Brief — The goal is to restate all of the records below word for word.

Excerpted records —
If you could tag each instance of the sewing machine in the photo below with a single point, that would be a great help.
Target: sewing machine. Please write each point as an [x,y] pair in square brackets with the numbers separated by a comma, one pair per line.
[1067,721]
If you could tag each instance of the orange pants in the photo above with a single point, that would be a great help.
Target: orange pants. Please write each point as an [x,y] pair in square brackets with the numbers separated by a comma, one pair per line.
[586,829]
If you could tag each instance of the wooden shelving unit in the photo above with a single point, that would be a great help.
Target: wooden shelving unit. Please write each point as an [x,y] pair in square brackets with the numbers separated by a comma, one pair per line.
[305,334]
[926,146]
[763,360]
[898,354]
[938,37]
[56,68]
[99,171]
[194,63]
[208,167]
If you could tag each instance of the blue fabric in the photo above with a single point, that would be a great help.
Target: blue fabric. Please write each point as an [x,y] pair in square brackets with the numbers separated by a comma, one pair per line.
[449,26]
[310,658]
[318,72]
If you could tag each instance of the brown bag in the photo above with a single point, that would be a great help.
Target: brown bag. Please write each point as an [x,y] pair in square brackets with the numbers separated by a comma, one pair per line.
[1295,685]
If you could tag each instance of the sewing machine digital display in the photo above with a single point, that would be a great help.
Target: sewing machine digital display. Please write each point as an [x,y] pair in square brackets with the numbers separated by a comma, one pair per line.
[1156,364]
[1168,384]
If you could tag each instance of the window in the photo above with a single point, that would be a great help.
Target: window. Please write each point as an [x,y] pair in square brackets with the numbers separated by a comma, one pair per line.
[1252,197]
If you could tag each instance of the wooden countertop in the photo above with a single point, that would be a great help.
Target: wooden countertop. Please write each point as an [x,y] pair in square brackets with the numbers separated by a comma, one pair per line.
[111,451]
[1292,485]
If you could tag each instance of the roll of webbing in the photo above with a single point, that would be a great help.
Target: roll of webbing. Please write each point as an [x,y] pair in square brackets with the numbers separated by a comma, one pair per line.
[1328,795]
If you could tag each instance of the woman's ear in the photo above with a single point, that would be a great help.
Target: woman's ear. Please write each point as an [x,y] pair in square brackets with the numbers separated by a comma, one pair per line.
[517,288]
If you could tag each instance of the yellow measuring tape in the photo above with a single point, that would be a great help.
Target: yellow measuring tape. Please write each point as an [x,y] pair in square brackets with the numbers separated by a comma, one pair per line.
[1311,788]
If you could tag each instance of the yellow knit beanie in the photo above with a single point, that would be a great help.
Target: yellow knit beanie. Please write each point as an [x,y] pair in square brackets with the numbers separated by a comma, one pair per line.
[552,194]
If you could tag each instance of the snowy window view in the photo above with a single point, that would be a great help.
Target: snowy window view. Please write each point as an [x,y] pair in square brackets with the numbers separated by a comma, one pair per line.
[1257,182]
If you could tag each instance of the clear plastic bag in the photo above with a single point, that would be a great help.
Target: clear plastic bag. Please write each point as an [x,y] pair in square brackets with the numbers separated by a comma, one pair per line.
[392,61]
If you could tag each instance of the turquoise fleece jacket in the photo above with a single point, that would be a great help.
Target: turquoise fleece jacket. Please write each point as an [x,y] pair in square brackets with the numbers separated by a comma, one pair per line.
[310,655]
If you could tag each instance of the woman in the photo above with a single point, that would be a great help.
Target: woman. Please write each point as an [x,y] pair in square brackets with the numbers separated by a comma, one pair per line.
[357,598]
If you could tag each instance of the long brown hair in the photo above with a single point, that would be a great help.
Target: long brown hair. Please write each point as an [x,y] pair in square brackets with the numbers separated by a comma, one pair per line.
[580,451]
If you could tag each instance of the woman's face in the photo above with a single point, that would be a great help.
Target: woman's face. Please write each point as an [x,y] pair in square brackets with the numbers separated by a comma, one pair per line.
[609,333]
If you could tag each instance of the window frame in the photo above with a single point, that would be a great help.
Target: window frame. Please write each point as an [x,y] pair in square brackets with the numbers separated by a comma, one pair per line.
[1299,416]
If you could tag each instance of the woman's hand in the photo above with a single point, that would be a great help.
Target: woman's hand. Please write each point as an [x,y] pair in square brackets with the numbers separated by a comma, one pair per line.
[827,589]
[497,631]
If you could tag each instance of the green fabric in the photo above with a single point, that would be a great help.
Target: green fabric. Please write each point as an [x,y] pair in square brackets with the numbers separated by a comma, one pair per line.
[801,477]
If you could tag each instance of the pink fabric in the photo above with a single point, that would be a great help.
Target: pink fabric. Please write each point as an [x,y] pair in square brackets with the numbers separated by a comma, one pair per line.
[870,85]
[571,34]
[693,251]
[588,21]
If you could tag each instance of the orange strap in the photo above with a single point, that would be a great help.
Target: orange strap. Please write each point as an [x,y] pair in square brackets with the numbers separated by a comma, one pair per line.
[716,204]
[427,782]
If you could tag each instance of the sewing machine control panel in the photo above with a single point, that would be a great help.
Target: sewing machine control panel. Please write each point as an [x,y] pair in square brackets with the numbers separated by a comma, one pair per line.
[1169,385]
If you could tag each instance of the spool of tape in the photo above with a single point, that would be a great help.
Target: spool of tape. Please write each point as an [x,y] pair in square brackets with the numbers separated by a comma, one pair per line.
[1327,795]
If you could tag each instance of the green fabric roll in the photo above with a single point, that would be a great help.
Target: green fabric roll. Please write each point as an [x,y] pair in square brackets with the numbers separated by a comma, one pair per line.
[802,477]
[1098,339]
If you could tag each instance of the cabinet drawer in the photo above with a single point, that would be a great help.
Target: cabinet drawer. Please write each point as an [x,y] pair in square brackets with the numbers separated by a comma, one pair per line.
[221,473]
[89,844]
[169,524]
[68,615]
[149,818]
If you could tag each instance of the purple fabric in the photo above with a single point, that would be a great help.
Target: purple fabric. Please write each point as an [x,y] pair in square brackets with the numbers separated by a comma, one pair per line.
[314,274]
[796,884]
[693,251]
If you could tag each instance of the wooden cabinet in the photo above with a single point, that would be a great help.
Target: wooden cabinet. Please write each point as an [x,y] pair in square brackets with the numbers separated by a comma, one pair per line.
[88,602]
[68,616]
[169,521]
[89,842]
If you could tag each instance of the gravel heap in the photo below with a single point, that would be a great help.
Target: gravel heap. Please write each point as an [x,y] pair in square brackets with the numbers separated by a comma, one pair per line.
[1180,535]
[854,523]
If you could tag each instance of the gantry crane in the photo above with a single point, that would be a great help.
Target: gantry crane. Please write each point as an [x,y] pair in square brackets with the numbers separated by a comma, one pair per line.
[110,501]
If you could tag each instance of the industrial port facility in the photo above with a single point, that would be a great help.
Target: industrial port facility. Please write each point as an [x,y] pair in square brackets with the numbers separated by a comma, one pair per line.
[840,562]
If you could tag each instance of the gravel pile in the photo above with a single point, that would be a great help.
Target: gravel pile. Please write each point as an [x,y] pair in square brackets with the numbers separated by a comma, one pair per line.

Response —
If you could tag each instance of the sewing machine in the photo below with a single point, that would be a great help.
Target: sewing machine. Please write each point as an [x,y] pair in square brackets with the numbers separated by a comma, one pair per line.
[1067,721]
If you could tag each instance of the orange pants in the photo above with a single point, that would be a great help.
Target: orange pants. Please write each point as an [x,y] pair in square brackets with the numbers separated by a comma, one pair per line.
[586,829]
If you could tag each instance of the wooden shelving unit in the photo above with a single point, that would be a great help.
Target: wooden shelving unit. Please write each point as an [x,y] pair in square brackets with the numbers separated by a comma, one pair per line.
[305,334]
[926,146]
[763,360]
[898,354]
[938,37]
[56,68]
[99,171]
[194,63]
[208,167]
If you could tag each instance of the blue fabric in the photo above with a single point, that would be a great help.
Target: blue fabric. Please write each point as an [x,y] pair in square brackets with the numbers separated by a comma, one pair per line.
[449,26]
[310,658]
[318,72]
If you could tag each instance of the brown bag in the photo above with a single point, that would be a great help.
Target: brown bag. Please write each point as an [x,y] pair in square brackets with the numbers separated by a comma, one pair per line.
[1295,685]
If you could tag each instance of the sewing machine digital display in the photo above with a single point, that would be a great help.
Target: sewing machine digital display. Please write each point as an [x,y] pair in square brackets with the numbers separated by a comma, one pair per line.
[1156,364]
[1168,384]
If you could tag each instance of the window in the photo above with a single point, that would be a great help.
Target: window. Please write each point as an [x,y] pair in square brackets with the numbers separated by a comma, one pair per line.
[1252,197]
If you could tag each instance of the wooden countertop in the photo above with a single point, that would be a great help.
Target: wooden countertop. Please write each point as an [x,y] pair in square brackets with the numbers separated by a comma, one pair per line.
[111,451]
[1292,485]
If you could tag each instance of the roll of webbing in the photo above with a single point, that would be a great help.
Target: roll of webbing. Please write each point as an [x,y] pair in square brackets with the numbers separated by a comma, one pair per line.
[1328,795]
If you could tag each instance of the woman's ear in the photo above with a single point, that would be a great help.
Target: woman's ear. Please write each point as an [x,y] pair in square brackets with the numbers separated by a comma, one pair per line.
[517,288]
If you could tag each instance of the yellow measuring tape in the photo above with a single point, that would be a great help.
Target: yellow measuring tape. Please write each point as an [x,y] pair in square brackets with the numbers separated by a comma, one pair per line.
[1311,788]
If you could tag each instance of the yellow knit beanie in the photo above with a single point, that would be a great help.
Target: yellow knit beanie. Please write each point as an [x,y] pair in square brackets with the numbers separated by a comma, one pair per line.
[552,194]
If you could tag each instance of the snowy window view in the photo above with a single point, that would be a great help.
Target: snowy window view. Please write each point as an [x,y] pair in square brackets with the numbers separated by a comma, one pair per line.
[1257,182]
If you could tag each instance of the clear plastic bag in the photo above with a single point, that would be a great help.
Target: clear plastic bag. Please write each point as an [x,y] pair in square brackets with the numbers separated by a comma, one pair per line.
[392,61]
If you could tag each instance of the turquoise fleece jacket in the photo above with a single point, that would be a great help.
Target: turquoise fleece jacket. Please write each point as an [x,y] pair in square brackets with the numbers separated by a comma, one pair per line.
[310,655]
If you could tag each instance of the woman in the photo above with a single point, that would be a great help.
Target: woman. Please write each point as an [x,y] pair in square brackets with the numbers separated by a comma, one pair per line.
[357,598]
If you could tag each instance of the long brown hair in the photo above with a single point, that would be a great help.
Target: long brown hair. Please write each point as an [x,y] pair in square brackets with the numbers separated by a comma, one pair per line.
[580,451]
If you could tag each instance of the woman's face in the photo above with a single point, that would be a great help.
Target: woman's face. Please write each point as an [x,y] pair in square brackets with the numbers separated by a comma, one pair per line.
[609,333]
If you could tag each instance of the window frame in the photo above with a single point, that would be a great help.
Target: window frame. Please write each point as an [x,y] pair in square brackets with the numbers separated by a comma, one pair per line.
[1299,416]
If you could tag each instance of the woman's hand in the photo above with a single point, that would be a great help.
Target: woman's hand. Please write each point as an [x,y] pair in square brackets with the numbers separated by a comma, one pair per line.
[827,589]
[497,631]
If you could tag each instance of the green fabric in the photo above with a single point, that would be a great help.
Target: green fabric. Please write each point as an [x,y] pair in square brackets with the numbers separated by a comma, one pair per line.
[801,477]
If you could tag each instance of the pink fabric in the photo above with a single point, that would be a great help.
Target: pink fabric. Please write each point as an [x,y] pair in square brackets with the numbers separated by a comma, one pair per line.
[870,85]
[571,34]
[693,251]
[588,21]
If you could tag each instance of the orange strap in the photo above with a single point, that would be a great help.
Target: orange strap. Please write each point as an [x,y] pair in square brackets with the numbers separated by a comma, one pair per line.
[716,204]
[427,782]
If you could tag each instance of the sewing machine control panel in the photo above with a single point, that would be a great help.
Target: sewing machine control panel. Please write each point as an [x,y] pair in square brackets with the numbers separated by a comma, one pair per line.
[1169,385]
If you could tag each instance of the spool of tape in the photo above with a single point, that would be a great help.
Target: spool of tape. Please write each point as an [x,y] pair in square brackets with the numbers separated by a comma, one pair per line.
[1327,795]
If you could tag each instance of the green fabric roll in the photo above with a single point, that would be a great help.
Target: green fabric roll. Please write each point as an [x,y] pair in square brackets with the numbers separated by a comma, one pair per line.
[802,477]
[1098,339]
If you could tag each instance of the cabinet drawer in the photo above with a single point, that would be a great help.
Target: cabinet drawer. Please write each point as an [x,y] pair in square brackets with the numbers separated by a comma, one pair per line.
[221,473]
[89,844]
[169,524]
[68,615]
[149,818]
If you could tag each instance of the purple fabric in the photo above with a single point, that would be a great help.
Target: purple fabric. Please write each point as an [x,y] pair in square brackets with the numbers separated by a comma, one pair per line.
[314,274]
[796,884]
[693,251]
If you could tag each instance of the wooden cabinet in the photo above with a single point, that would be a great help.
Target: wooden cabinet. Please write each point as an [x,y] pair in square brackets with the numbers separated by a comma, one pair per line.
[88,602]
[68,616]
[169,521]
[89,842]
If you could tag each instance of the gravel heap in the photo below with a single point, that would be a great help.
Target: gravel heap. Please write each point as an [x,y] pair in square brackets with the numbers separated by a comma, one pair per line.
[1180,535]
[854,523]
If you could tag each instance of the gantry crane in the photo above with a single point, that would be a great help.
Target: gantry crane. Please write each point as an [x,y] pair in square brackets with the numbers separated by a comma, one pair per line.
[110,501]
If you could tag each instance of the industrial port facility in the photo above with a single point, that would be a great help.
Target: industrial port facility. Please write each point as an [x,y] pair in square brackets with the numbers separated by a comma, one pair per line.
[840,562]
If you could tag each instance of the gravel pile in the photo above with a single point, that would be a great help.
Target: gravel pile. Please write each point as an [x,y] pair in square brackets with the numbers separated by a comma, one pair per line.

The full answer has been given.